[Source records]

-------------------------

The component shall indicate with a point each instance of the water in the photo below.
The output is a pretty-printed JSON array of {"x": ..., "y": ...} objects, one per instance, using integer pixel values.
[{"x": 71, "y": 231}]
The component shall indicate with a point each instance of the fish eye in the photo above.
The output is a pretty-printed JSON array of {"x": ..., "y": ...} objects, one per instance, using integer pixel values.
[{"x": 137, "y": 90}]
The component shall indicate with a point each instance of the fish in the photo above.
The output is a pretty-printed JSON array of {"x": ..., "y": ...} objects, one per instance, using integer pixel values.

-------------------------

» WHAT IS BEING ASKED:
Rewrite the rows above, changing every "component" to "module" and keeping everything else the same.

» RESPONSE TO THIS EXERCISE:
The module shall indicate with a point each instance of the water in the photo below.
The output is a pretty-printed JSON array of {"x": ..., "y": ...} objects, one per instance, using integer pixel values.
[{"x": 71, "y": 231}]
The module shall indicate with a point each instance of the fish eye in the photo above.
The output is a pretty-printed JSON array of {"x": ..., "y": ...} objects, one per instance, using integer pixel values.
[{"x": 137, "y": 90}]
The module shall indicate with a point each instance of the fish in the photo above.
The output is a pretty-printed JSON array of {"x": ..., "y": ...} objects, one per instance, using integer pixel values.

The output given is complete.